> **Directions for this task**
Copy out every line of the data below, leaving out the pictures, and add -89 to each coordinate in the answers.

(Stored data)
* * * * * * * * *

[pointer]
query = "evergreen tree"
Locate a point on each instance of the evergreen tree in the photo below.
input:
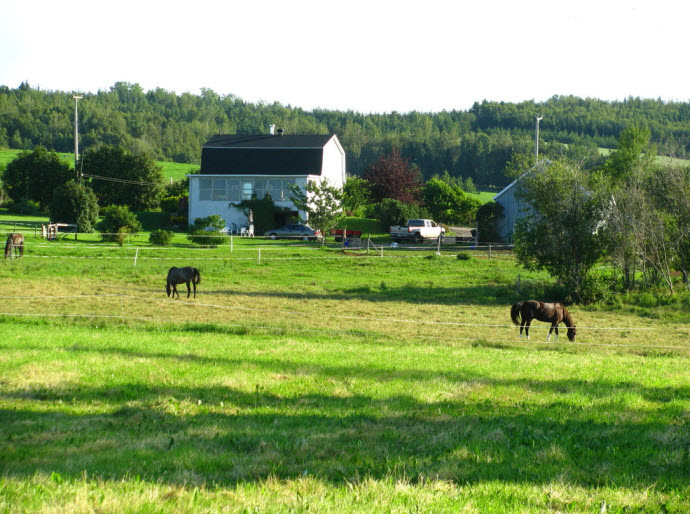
(75, 203)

* * * * * * * * *

> **Answer to the problem**
[pointer]
query = "evergreen tree"
Locate a point on each instance of the evergreen tree in the photo below.
input:
(-14, 114)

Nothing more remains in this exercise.